╭─ INPUT ROWS

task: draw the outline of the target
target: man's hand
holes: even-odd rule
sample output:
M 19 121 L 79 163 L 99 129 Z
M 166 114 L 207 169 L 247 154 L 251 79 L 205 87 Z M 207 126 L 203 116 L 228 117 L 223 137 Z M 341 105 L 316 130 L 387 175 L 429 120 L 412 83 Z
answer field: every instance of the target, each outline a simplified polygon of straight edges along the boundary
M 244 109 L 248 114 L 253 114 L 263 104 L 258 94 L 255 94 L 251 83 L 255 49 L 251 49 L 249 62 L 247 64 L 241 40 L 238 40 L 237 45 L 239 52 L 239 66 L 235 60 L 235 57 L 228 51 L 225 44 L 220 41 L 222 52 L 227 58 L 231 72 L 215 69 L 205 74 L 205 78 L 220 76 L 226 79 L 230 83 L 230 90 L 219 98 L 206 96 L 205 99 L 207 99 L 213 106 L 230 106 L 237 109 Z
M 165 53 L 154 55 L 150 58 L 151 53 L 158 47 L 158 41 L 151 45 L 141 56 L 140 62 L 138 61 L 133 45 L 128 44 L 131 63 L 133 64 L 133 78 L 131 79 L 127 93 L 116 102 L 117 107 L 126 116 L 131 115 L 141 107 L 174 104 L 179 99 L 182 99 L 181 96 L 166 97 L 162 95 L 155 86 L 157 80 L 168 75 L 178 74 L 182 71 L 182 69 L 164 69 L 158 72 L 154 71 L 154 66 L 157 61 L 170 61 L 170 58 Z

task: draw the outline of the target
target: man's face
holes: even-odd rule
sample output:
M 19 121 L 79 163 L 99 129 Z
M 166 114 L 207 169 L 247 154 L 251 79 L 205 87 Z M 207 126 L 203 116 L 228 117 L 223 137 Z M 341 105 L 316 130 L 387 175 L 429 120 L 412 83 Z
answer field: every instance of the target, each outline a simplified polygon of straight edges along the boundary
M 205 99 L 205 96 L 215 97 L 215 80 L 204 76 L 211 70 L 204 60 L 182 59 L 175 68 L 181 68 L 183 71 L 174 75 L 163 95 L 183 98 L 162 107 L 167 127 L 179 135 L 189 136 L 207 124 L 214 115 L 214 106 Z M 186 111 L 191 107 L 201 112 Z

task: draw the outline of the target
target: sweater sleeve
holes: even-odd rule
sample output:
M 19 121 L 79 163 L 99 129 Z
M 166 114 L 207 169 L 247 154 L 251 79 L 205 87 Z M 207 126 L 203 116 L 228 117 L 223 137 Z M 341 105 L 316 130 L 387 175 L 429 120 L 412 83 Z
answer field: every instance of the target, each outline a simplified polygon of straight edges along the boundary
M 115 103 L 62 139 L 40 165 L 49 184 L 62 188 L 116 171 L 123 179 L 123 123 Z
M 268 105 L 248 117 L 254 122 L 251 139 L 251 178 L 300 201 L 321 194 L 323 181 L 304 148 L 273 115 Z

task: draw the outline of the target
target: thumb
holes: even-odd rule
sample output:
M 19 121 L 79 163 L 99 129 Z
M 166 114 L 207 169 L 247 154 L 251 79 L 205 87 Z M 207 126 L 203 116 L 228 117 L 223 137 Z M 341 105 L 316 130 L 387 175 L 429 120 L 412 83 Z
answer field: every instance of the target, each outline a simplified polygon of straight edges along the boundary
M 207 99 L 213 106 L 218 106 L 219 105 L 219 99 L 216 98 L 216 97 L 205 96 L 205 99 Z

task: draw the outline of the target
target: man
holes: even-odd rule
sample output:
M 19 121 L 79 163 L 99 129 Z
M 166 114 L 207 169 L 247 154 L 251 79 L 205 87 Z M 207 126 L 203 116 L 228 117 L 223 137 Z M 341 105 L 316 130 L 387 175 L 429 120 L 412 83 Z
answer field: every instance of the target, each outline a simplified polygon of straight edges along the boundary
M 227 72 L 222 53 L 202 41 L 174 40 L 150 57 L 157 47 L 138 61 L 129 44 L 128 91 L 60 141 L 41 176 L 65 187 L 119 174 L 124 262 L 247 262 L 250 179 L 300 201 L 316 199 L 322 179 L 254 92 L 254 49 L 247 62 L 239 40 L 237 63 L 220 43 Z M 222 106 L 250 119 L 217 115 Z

╰─

▶ INSTRUCTION:
Write out all the records above again, replacing "even-odd rule" with "nonzero winding rule" each time it appears and changing nothing else.

▶ REPLY:
task: draw the outline of the target
target: man's hand
holes: nonzero winding rule
sample output:
M 19 121 L 79 163 L 99 129 Z
M 166 114 L 207 169 L 247 154 L 251 79 L 205 87 Z M 207 126 L 203 116 L 228 117 L 223 137 Z M 341 105 L 316 130 L 387 175 L 429 120 L 412 83 Z
answer field: every instance of the target, each outline a simplified polygon of straight edges along the boundary
M 244 109 L 248 114 L 253 114 L 263 104 L 258 94 L 255 94 L 251 83 L 255 49 L 251 49 L 249 62 L 247 64 L 241 40 L 238 40 L 237 45 L 239 52 L 239 66 L 235 60 L 235 57 L 228 51 L 225 44 L 220 41 L 222 52 L 227 58 L 231 72 L 215 69 L 205 74 L 205 78 L 220 76 L 226 79 L 230 83 L 230 90 L 219 98 L 206 96 L 205 99 L 207 99 L 213 106 L 230 106 L 237 109 Z
M 165 53 L 154 55 L 150 58 L 151 53 L 158 47 L 158 41 L 151 45 L 141 56 L 140 62 L 138 61 L 133 45 L 128 44 L 131 63 L 133 64 L 133 78 L 131 79 L 127 93 L 116 102 L 117 107 L 126 116 L 131 115 L 141 107 L 174 104 L 179 99 L 182 99 L 181 96 L 166 97 L 162 95 L 155 86 L 157 80 L 168 75 L 178 74 L 182 71 L 182 69 L 164 69 L 158 72 L 154 71 L 154 66 L 157 61 L 170 61 L 170 58 Z

task: draw the outline of the target
target: man's face
holes: nonzero winding rule
sample output:
M 19 121 L 79 163 L 99 129 Z
M 166 114 L 207 169 L 247 154 L 251 79 L 205 87 Z M 207 126 L 203 116 L 228 117 L 223 137 Z M 341 105 L 316 130 L 387 175 L 429 120 L 412 83 Z
answer field: every instance of the target, each outline a simplified polygon of straight edges along the boundary
M 205 99 L 205 96 L 215 97 L 215 80 L 204 76 L 211 70 L 204 60 L 182 59 L 175 68 L 181 68 L 183 71 L 174 75 L 163 95 L 183 98 L 162 107 L 167 127 L 179 135 L 189 136 L 207 124 L 214 115 L 214 106 Z M 186 111 L 191 107 L 201 112 Z

task: draw the outline of the target
target: sweater sleeve
holes: nonzero winding rule
sample output:
M 19 121 L 79 163 L 99 129 Z
M 166 114 L 207 169 L 247 154 L 251 79 L 205 87 Z M 207 126 L 203 116 L 228 117 L 223 137 Z M 341 105 L 316 130 L 387 175 L 429 120 L 412 83 Z
answer field: every instance of the target, each outline a simplified polygon of straight edges along the boundary
M 115 103 L 62 139 L 40 165 L 49 184 L 62 188 L 116 171 L 123 179 L 123 123 Z
M 268 105 L 248 117 L 254 122 L 251 139 L 251 178 L 300 201 L 321 194 L 323 181 L 304 148 L 273 115 Z

task: draw the outline of the target
target: thumb
holes: nonzero winding rule
sample output:
M 19 121 L 79 163 L 99 129 Z
M 166 114 L 207 169 L 247 154 L 251 79 L 205 87 Z M 207 126 L 203 116 L 228 117 L 223 137 Z M 341 105 L 316 130 L 387 175 L 429 120 L 412 83 Z
answer field: every instance of the target, each outline a simplified polygon of straight edges along the boundary
M 207 99 L 213 106 L 218 106 L 219 105 L 219 99 L 216 98 L 216 97 L 205 96 L 205 99 Z

task: draw the outline of the target
target: man
holes: nonzero winding rule
sample output:
M 19 121 L 79 163 L 99 129 Z
M 166 114 L 207 169 L 247 154 L 251 79 L 205 87 Z M 207 126 L 203 116 L 228 117 L 223 137 Z M 341 105 L 316 130 L 387 175 L 429 120 L 412 83 Z
answer field: every instance of the target, each outline a simplified polygon of straight edges along the boundary
M 227 72 L 222 53 L 202 41 L 174 40 L 150 57 L 157 47 L 138 61 L 129 44 L 128 91 L 60 141 L 41 176 L 65 187 L 119 174 L 124 262 L 247 262 L 250 179 L 300 201 L 316 199 L 322 179 L 254 92 L 254 49 L 247 62 L 239 40 L 237 63 L 220 43 Z M 222 106 L 250 119 L 217 115 Z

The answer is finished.